How to test for lossless double / integer conversion?

Question

I have one double, and one int64_t. I want to know if they hold exactly the same value, and if converting one type into the other does not lose any information.

My curre

Answer 1

OP's code has a dependency that can be avoided.

For a successful compare, d must be a whole number and round(d) == d takes care of that. Even d, as a NaN would fail that.

d must be mathematically in the range of [INT64_MIN ... INT64_MAX] and if the if conditions properly insure that, then the final i == (int64_t)d completes the test.

So the question comes down to comparing INT64 limits with the double d.

Let us assume FLT_RADIX == 2, but not necessarily IEEE 754 binary64.

d >= INT64_MIN is not a problem as -INT64_MIN is a power of 2 and exactly converts to a double of the same value, so the >= is exact.

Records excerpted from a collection
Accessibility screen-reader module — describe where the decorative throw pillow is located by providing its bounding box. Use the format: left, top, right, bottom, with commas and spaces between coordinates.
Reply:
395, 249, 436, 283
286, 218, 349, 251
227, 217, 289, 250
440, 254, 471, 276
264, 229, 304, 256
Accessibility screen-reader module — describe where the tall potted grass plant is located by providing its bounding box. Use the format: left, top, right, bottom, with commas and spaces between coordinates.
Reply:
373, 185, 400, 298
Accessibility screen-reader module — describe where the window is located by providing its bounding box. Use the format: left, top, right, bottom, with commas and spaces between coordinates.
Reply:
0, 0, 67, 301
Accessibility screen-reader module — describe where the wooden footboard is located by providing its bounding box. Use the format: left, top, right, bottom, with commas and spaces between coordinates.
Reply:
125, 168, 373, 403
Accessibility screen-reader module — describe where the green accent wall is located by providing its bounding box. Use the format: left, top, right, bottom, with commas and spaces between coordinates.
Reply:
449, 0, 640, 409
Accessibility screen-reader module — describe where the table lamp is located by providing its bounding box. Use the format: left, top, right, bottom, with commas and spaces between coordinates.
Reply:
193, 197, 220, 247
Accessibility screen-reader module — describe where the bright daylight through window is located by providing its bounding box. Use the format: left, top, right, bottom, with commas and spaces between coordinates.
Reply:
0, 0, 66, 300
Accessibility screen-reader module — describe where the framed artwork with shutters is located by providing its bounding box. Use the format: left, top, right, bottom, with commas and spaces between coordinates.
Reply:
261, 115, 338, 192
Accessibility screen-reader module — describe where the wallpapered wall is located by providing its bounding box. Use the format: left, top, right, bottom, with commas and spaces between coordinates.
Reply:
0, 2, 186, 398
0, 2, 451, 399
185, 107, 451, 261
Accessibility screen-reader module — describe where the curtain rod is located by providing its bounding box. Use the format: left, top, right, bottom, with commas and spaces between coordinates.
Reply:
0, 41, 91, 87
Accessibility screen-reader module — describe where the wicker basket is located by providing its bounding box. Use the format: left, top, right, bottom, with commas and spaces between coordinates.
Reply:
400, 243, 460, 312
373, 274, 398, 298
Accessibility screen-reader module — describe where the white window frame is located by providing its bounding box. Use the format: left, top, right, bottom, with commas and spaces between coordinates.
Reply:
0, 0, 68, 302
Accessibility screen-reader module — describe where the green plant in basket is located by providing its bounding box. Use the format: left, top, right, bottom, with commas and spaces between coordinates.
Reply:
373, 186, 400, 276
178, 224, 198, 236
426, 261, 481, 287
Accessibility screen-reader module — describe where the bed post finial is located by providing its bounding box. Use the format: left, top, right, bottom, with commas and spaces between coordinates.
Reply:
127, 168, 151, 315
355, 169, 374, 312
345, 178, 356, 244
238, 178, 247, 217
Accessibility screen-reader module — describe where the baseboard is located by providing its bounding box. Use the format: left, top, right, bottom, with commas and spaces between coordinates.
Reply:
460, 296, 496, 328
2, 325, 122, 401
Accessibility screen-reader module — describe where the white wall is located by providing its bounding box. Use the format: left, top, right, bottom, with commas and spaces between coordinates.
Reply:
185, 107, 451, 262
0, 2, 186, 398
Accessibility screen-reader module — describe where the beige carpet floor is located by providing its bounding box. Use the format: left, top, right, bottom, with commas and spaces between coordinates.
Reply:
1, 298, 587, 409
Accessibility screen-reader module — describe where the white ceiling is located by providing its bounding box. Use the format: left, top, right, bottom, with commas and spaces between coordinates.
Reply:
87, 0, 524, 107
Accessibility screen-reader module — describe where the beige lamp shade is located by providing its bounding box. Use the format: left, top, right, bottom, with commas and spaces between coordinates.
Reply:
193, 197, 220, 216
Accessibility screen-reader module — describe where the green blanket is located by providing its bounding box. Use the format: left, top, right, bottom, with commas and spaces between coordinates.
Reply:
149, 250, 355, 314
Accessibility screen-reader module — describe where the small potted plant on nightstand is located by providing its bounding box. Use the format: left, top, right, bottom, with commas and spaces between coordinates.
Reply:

EXERCISES TO COMPLETE:
1) Answer these about the double/integer conversion thread:
(a) What two variable types does the person asking the question have?
(b) In Answer 1, what expression takes care of requiring d to be a whole number?
(c) What value of FLT_RADIX does Answer 1 assume?
2) Write out the passage of the double/integer conversion thread between "So the question" and "the >= is exact.", inclusive.

ANSWERS FOR THE TASKS:
1)
(a) One double and one int64_t.
(b) round(d) == d
(c) FLT_RADIX == 2

2)
So the question comes down to comparing INT64 limits with the double d.

Let us assume FLT_RADIX == 2, but not necessarily IEEE 754 binary64.

d >= INT64_MIN is not a problem as -INT64_MIN is a power of 2 and exactly converts to a double of the same value, so the >= is exact.